### ЗАДАНИЕ 1
Объясните по рецензии на «Путеводитель» по Музею Метрополитен, почему ее автор считает себя «человеком впитывающим». Ответ дайте в одном–трех предложениях.

Музей Метрополитен: мастера, шедевры, смыслы

 Леонид Гомберг, Россия
 11 апреля 2019
 37

«Путеводитель» (Издательские решения. По лицензии Ridero 2018) Григория Стариковского и Славы Полищука — размышления о картинах, скульптурах, о самой атмосфере Музея Метрополитен в Нью-Йорке. Дизайн обложки Аси Додиной. Книга не велика по объему, да и каждый этюд в отдельности редко превышает две страницы обычного книжного формата. Особенность «Путеводителя» в том, что обращен он не индивидуально, к посетителю, любому встречному-поперечному заезжему туристу, а к людям особенно культурной касты.  

Я прочитал книгу несколько раз от начала и до конца, потом еще и еще отдельные эссе, но так и не пришел к уверенности, что сам принадлежу к числу этих избранных. Предисловие - а это также настоящее культурологическое эссе - скорее убедило меня в обратном.
Валерий Черешня маркирует нелегкий путь погружения личности в изобразительную культуру человечества, со временем превращающий «человека любопытствующего» в «человека смотрящего», т.е. в подлинного ценителя шедевров прошлого и настоящего. Маршрут, указанный автором предисловия, мне, к великому сожалению, пройти не довелось.
А случилось вот что.
Мне было лет двенадцать, наверное, когда я впервые оказался в ленинградской квартире своего дяди (точнее, родного брата деда) Абрама Филипповича Чудновского, профессора физики и страстного собирателя живописи русского авангарда, которого сам великий Костаки называл «коллекционером №2». В квартире Чудновских я прожил тогда всего несколько дней, постоянно слыша фамилии Коровин, Фальк, Кустодиев, Кончаловский. И понял, что всё висящее на стенах благолепие имеет к этим удивительным людям самое прямое отношение. Полагаю, этой прививки в детстве мне хватило, чтобы стать «человеком впитывающим» — до сегодняшнего дня.

### ЗАДАНИЕ 2
Укажите, в скольких строках ниже встречается слово «poppy» с учетом регистра. В ответе приведите только число.

(Извлеченные строки)
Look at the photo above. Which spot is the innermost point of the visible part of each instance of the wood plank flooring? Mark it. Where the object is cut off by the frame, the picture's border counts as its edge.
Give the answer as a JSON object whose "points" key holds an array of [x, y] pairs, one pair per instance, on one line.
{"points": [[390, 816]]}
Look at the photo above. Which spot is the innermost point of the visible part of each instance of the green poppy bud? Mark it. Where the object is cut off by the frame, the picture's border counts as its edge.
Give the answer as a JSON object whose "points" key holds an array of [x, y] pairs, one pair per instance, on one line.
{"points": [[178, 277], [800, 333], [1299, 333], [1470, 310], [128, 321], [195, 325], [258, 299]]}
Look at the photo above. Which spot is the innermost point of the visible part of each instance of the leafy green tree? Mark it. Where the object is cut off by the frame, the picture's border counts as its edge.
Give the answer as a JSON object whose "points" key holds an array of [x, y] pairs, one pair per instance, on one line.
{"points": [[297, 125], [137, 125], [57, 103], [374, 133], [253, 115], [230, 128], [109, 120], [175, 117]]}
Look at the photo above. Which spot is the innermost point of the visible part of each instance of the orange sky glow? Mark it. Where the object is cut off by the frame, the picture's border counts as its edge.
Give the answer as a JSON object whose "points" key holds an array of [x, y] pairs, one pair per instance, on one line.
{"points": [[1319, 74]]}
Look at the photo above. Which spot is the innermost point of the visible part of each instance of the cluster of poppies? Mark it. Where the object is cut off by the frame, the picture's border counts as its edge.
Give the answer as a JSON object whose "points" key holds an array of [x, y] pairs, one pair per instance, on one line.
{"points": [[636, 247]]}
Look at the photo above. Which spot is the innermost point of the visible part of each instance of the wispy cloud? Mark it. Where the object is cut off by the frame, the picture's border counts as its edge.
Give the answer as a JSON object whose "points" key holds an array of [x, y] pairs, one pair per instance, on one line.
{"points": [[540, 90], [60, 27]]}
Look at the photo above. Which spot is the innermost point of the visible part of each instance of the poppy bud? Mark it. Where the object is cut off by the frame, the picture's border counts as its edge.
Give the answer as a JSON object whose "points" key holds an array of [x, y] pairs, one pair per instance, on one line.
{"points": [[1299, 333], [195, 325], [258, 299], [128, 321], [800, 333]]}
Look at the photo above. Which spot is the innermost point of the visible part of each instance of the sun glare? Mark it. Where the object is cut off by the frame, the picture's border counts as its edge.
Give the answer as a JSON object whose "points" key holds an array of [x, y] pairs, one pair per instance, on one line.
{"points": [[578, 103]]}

### ПОЛНЫЙ ОТВЕТ 1
Лет в двенадцать автор несколько дней прожил в ленинградской квартире Абрама Филипповича Чудновского, профессора физики и собирателя живописи русского авангарда. Там он постоянно слышал фамилии Коровин, Фальк, Кустодиев, Кончаловский и понял, что висящие на стенах картины прямо связаны с этими людьми. По его словам, этой детской «прививки» хватило, чтобы стать «человеком впитывающим» до сегодняшнего дня.

### ПОЛНЫЙ ОТВЕТ 2
2